- Work instructions:
Which lines in the listing below contain the word "outstretched"? Locate each one and copy it out in full.

Coordinate labeling data
◇ ◇ ◇ ◇ ◇ ◇ ◇

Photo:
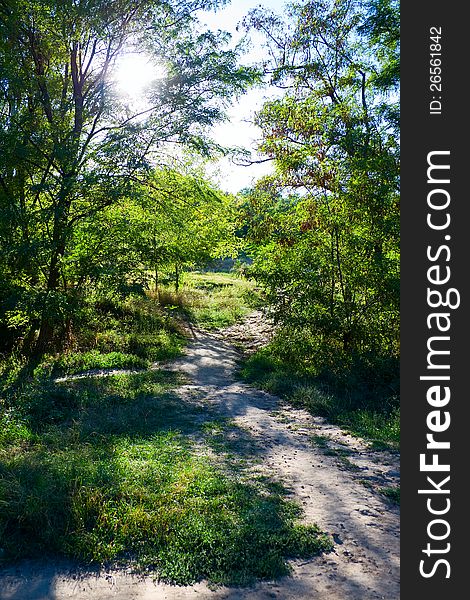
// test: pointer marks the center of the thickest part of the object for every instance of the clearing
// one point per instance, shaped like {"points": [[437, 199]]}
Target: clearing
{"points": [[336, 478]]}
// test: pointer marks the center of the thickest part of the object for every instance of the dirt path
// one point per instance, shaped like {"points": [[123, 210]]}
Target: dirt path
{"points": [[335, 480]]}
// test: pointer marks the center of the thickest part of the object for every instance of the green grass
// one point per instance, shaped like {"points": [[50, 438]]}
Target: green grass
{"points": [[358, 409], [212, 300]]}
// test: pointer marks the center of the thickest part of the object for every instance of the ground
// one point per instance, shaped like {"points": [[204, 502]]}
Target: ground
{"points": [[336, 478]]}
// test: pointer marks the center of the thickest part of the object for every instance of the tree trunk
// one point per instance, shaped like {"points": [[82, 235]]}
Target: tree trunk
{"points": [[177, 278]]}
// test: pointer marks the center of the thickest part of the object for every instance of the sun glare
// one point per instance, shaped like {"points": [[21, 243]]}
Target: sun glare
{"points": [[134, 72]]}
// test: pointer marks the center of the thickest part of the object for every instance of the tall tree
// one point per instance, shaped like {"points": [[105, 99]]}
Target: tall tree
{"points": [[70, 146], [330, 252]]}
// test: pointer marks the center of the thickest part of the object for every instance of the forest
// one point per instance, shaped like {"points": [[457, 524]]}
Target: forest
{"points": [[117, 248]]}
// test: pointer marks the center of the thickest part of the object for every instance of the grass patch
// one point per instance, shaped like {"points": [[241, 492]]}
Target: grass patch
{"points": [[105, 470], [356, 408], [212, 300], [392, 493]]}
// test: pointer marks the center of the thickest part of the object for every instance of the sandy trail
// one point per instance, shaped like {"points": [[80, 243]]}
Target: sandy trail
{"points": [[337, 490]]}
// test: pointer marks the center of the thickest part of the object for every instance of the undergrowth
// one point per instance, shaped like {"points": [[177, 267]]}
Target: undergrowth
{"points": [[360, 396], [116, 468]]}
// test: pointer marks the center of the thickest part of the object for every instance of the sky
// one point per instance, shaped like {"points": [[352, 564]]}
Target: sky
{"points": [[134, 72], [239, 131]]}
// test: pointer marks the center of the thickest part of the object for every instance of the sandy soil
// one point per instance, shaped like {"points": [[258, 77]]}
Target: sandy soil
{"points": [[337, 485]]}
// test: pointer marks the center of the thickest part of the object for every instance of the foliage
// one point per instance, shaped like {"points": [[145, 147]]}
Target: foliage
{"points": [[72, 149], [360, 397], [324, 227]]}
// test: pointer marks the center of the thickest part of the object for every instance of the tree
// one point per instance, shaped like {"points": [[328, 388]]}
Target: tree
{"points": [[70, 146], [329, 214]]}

◇ ◇ ◇ ◇ ◇ ◇ ◇

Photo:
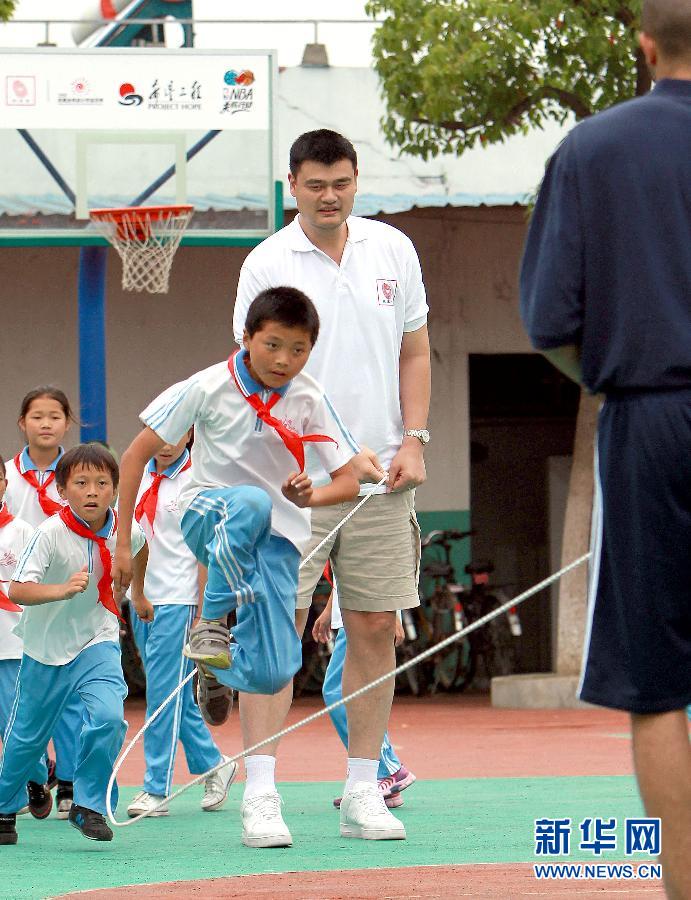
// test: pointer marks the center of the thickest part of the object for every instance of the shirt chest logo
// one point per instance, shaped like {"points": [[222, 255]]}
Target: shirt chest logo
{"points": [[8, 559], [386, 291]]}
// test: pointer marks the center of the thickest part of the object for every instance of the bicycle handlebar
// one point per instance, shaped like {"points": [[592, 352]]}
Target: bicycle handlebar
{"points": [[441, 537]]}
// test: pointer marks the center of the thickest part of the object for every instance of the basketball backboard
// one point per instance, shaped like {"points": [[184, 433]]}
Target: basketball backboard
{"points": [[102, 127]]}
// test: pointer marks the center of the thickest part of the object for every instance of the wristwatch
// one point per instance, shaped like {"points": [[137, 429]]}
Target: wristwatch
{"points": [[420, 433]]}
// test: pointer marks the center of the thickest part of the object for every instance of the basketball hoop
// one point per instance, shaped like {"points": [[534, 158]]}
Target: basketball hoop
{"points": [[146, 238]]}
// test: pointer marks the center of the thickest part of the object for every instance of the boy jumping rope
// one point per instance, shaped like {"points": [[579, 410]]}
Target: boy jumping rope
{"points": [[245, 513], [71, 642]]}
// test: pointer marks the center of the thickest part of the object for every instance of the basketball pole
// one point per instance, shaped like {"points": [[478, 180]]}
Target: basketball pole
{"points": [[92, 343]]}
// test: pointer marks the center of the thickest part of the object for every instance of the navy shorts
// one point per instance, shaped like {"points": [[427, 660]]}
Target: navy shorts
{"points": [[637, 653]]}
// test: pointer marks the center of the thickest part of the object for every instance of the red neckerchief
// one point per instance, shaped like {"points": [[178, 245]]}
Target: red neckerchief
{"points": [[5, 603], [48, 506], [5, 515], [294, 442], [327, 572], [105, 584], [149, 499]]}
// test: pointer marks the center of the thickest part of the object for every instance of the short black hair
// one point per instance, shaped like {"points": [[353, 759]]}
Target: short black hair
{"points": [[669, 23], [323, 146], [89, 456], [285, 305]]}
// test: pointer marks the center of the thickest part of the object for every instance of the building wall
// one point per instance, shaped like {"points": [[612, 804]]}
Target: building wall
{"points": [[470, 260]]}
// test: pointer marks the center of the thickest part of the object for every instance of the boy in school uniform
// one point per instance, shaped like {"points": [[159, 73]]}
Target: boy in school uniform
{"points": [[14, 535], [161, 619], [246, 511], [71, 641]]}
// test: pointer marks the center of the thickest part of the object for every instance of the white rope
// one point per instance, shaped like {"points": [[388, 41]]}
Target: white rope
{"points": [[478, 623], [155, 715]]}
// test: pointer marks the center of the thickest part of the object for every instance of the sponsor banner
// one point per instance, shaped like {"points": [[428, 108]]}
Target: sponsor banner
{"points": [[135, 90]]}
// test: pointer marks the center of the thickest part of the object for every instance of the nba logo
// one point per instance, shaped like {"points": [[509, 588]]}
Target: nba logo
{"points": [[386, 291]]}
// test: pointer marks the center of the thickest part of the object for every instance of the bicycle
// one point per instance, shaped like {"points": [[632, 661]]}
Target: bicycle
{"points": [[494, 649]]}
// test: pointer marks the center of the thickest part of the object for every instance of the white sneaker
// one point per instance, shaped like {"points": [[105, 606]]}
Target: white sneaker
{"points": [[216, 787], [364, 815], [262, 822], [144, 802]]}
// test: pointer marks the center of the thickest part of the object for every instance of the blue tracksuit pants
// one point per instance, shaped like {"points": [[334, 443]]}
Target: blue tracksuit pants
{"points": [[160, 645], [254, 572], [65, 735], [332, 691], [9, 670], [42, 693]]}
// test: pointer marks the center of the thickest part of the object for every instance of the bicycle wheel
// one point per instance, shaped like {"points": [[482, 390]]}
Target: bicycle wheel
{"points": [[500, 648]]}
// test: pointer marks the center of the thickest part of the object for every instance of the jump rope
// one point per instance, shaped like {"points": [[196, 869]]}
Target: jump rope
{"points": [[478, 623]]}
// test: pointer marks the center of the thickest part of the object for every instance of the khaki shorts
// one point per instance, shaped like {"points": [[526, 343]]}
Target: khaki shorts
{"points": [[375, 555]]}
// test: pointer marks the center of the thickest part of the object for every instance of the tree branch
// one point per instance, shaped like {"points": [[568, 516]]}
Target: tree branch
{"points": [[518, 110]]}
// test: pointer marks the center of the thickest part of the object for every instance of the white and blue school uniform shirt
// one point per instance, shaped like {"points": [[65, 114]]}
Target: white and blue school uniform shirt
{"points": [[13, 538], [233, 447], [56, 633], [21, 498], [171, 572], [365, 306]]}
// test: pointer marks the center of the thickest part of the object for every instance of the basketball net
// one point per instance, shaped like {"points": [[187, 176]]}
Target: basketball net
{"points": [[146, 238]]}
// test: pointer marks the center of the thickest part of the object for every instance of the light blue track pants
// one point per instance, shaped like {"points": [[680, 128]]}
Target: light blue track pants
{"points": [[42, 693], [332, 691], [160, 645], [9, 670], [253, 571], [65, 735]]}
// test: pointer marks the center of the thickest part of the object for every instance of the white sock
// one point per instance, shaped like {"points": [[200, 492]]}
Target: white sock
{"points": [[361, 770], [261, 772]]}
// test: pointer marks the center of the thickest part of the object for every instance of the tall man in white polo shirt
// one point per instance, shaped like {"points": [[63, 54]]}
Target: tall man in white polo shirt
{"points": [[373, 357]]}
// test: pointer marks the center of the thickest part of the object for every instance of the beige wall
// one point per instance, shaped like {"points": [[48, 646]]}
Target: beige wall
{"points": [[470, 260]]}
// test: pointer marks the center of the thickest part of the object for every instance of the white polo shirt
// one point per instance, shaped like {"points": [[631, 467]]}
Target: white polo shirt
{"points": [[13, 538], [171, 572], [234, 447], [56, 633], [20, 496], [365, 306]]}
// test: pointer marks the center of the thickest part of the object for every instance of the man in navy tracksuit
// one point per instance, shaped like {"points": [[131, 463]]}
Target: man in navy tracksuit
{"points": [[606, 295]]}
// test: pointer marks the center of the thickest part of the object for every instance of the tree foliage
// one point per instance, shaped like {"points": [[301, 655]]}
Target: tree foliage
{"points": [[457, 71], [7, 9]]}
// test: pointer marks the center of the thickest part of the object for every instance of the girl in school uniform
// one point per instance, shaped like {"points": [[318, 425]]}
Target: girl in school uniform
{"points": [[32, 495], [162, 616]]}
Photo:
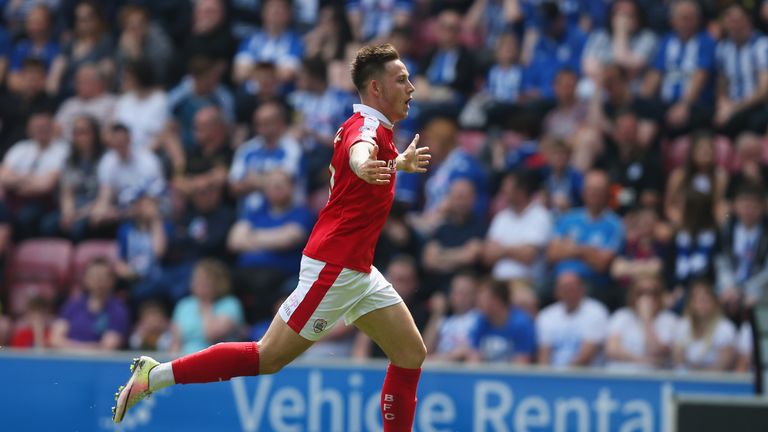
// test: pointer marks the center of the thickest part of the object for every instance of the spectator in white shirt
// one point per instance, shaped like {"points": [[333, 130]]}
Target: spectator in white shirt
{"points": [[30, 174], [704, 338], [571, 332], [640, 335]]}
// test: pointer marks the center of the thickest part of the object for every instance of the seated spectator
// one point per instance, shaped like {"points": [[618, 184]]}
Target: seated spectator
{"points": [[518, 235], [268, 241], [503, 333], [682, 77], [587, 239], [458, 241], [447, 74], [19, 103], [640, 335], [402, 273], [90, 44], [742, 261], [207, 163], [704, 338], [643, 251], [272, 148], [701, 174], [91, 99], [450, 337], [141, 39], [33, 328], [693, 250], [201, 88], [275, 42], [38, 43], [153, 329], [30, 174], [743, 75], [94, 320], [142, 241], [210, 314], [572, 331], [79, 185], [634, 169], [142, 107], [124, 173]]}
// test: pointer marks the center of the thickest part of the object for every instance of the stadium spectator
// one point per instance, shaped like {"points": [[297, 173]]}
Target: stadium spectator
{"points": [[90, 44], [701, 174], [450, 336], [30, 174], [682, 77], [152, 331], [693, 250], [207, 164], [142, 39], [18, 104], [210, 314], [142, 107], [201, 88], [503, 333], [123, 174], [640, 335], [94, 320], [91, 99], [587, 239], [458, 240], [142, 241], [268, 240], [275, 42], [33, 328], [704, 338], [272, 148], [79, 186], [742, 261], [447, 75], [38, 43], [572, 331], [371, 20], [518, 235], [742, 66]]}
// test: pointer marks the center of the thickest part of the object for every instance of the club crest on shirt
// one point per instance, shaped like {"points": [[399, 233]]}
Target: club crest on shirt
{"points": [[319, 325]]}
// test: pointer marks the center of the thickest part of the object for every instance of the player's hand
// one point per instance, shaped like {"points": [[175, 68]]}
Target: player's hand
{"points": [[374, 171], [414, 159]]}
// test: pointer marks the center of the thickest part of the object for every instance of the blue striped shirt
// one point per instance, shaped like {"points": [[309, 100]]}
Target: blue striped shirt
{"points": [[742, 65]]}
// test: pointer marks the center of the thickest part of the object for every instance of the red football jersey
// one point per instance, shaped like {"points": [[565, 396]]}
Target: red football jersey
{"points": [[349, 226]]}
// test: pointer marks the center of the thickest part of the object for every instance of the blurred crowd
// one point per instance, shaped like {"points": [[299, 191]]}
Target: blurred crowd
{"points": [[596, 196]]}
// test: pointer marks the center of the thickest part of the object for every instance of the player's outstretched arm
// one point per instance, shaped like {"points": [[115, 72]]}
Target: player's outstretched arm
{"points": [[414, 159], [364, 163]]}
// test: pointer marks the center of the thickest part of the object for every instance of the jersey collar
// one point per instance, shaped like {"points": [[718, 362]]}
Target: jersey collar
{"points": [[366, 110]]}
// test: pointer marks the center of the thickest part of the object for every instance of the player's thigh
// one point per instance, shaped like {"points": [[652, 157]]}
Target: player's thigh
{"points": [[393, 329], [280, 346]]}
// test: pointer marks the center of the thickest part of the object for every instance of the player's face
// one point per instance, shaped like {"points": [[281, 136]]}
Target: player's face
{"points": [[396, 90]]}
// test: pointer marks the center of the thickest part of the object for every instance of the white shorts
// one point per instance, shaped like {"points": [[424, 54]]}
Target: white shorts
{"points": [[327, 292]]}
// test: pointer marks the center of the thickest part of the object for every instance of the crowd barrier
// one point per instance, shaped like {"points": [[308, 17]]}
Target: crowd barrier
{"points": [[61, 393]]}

◇ ◇ ◇ ◇ ◇ ◇ ◇

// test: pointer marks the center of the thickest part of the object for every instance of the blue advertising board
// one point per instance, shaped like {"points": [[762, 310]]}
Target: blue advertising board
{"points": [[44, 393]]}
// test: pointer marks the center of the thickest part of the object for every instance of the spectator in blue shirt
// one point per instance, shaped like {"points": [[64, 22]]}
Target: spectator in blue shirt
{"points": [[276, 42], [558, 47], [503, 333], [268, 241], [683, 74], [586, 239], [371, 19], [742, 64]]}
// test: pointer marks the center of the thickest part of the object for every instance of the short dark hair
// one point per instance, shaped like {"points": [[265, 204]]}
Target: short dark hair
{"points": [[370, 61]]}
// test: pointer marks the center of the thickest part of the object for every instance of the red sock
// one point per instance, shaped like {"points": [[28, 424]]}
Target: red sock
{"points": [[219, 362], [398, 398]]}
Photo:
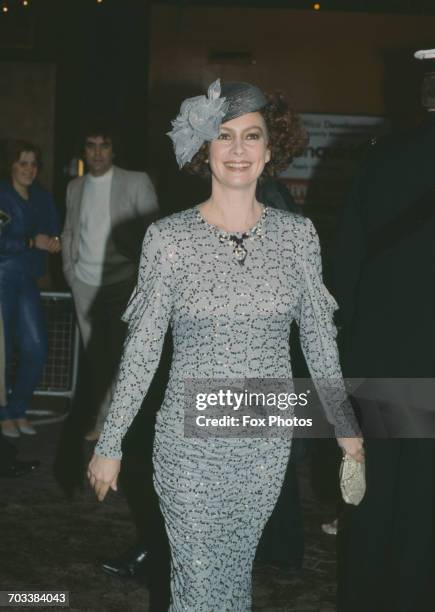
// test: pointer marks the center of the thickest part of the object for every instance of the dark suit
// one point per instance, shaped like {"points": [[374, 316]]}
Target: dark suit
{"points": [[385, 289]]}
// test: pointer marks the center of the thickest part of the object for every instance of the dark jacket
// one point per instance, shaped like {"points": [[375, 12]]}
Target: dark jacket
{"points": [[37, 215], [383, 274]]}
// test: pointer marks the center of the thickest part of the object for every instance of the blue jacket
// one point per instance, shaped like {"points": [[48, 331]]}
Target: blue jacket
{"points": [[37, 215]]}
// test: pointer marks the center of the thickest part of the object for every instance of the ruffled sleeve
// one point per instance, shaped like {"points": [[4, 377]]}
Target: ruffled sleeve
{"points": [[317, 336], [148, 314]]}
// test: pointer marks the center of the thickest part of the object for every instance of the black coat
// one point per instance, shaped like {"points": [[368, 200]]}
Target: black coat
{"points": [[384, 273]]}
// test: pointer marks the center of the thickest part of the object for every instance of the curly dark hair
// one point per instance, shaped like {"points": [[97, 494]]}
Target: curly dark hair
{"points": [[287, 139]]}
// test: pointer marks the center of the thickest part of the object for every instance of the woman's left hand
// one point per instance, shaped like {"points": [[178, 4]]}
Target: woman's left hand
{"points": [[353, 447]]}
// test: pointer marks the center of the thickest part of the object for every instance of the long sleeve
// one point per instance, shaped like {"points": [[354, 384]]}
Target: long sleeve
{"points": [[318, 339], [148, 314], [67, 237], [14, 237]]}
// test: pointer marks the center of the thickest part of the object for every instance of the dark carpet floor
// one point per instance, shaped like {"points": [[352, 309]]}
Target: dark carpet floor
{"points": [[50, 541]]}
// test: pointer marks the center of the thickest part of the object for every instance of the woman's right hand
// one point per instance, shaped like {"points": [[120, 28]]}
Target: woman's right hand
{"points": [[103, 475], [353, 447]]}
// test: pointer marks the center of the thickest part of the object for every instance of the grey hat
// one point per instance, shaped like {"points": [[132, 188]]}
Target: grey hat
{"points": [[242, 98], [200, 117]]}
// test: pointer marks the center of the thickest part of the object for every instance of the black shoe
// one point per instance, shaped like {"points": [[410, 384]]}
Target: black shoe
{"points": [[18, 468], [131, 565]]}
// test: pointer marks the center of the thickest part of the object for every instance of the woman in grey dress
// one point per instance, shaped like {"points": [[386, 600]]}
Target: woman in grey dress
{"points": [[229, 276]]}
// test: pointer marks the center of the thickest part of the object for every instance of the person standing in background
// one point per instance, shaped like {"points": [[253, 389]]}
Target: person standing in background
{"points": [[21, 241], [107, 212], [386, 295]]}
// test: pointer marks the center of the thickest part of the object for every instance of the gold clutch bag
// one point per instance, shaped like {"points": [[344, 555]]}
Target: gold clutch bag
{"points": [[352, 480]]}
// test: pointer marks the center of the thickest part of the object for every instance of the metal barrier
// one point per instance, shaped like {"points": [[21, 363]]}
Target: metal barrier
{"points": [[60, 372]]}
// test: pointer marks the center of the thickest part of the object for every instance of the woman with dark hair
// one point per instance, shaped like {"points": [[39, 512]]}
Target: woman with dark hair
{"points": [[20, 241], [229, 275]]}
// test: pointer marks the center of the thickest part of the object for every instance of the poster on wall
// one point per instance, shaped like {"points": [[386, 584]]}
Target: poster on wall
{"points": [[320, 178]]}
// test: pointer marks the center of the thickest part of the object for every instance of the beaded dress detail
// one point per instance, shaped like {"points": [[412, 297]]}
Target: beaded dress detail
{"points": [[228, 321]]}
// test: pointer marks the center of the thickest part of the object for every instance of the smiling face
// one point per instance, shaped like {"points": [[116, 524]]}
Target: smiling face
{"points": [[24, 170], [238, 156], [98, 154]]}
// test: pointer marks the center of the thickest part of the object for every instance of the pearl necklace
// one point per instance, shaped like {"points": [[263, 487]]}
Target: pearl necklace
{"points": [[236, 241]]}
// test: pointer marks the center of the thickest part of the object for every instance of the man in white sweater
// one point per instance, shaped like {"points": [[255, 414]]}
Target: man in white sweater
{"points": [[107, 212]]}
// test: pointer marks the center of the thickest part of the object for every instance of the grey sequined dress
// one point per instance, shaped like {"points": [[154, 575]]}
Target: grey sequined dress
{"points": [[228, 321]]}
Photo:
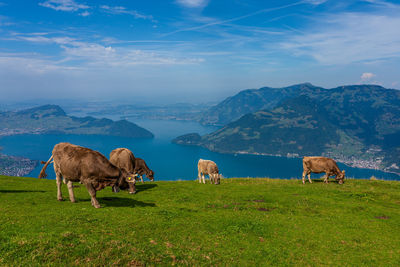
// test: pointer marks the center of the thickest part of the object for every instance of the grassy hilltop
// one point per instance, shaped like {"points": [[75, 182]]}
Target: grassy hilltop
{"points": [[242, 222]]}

◇ ◇ ◇ ◇ ◇ ◇ ◇

- Full output:
// test: pointer marks the center of the thickest part of the object for every instance of the player's outstretched arm
Target: player's outstretched arm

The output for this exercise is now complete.